[Collection entries]
· · · · · · ·

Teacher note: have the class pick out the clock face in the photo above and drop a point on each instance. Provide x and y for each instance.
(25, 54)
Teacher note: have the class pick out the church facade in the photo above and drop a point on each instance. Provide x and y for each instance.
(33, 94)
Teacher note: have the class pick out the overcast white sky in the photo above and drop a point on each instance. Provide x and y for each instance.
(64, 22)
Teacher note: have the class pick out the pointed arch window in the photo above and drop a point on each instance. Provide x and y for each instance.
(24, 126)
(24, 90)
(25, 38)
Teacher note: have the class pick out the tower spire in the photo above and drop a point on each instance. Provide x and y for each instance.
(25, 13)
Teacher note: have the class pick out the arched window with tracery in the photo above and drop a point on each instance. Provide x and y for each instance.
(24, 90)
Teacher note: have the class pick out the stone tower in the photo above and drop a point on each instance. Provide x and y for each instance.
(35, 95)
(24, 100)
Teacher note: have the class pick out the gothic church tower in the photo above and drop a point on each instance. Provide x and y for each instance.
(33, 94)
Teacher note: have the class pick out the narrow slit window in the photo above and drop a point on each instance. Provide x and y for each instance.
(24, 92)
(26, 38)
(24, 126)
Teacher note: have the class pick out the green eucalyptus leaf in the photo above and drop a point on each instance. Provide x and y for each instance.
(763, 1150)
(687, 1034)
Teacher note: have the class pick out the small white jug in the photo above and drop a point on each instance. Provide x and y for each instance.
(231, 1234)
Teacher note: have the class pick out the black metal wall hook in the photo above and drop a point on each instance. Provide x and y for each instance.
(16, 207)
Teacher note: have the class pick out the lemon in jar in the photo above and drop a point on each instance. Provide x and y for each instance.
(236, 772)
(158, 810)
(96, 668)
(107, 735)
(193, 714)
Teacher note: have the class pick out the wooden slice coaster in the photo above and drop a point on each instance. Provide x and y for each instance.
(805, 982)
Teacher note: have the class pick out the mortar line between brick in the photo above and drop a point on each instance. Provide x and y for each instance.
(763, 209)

· · · · · · ·

Print the data above exactly as it was provided.

§ OUTPUT OF THE TASK
Teacher note: have the class pick out the clock face in the photo above and drop a point on each instance. Provide x and y for each instance.
(25, 54)
Teacher note: have the class pick out the church facade in the photo above and drop a point on each instance. Provide x and y for each instance.
(33, 94)
Teacher note: have the class pick out the overcast white sky in the photo above and drop a point on each instance. Provide x and y for each instance.
(64, 22)
Teacher note: have the class pick out the pointed arch window in the photo above and drop a point on each instance. Provide x and y for each instance.
(24, 126)
(24, 90)
(25, 38)
Teacher note: have the class pick out the tower spire in the photo above and drop a point on each instance. Provide x and y for each instance.
(25, 13)
Teacher note: have the class pick out the arched window with tracery in the photo above and drop a point on each instance. Provide x and y for each instance.
(24, 90)
Teacher note: have the class pick out the stone tower in the photo above and drop a point on each instance. Provide x and y for each instance.
(35, 95)
(24, 100)
Teacher note: have the class pick out the gothic church tower in the photo above and drop a point on each instance. Provide x and y for each instance.
(33, 94)
Teacher note: have the class pick out the narrow slit window in the photo above and drop a point on each instance. Provide x and y for each instance.
(24, 92)
(26, 38)
(24, 126)
Teacher note: have the class pick out the green eucalyptus leaf in the photo above and drop a point on each instance. Provide x and y for each instance.
(763, 1150)
(687, 1034)
Teacher note: have the class pick out the small white jug in the photo above and drop a point on each instance. Provide x and y for each instance.
(231, 1234)
Teacher note: have the class pick out the black metal wall hook in the photo above and drop a point on each instance. Provide x and y for each instance.
(16, 207)
Teacher note: have the class pick out the lemon in jar in the photo above and drop a point on each instance. Provide x and y for each instance.
(236, 772)
(158, 810)
(96, 668)
(107, 735)
(193, 714)
Teacher note: have the class pick out the wooden slice coaster in the photo above and drop a point on each instance. Provide x and y for each instance.
(805, 982)
Teacher note: have the class pick out the mortar line between brick in the photo above and drop a point on each instance. Provide x and y for each instance.
(763, 209)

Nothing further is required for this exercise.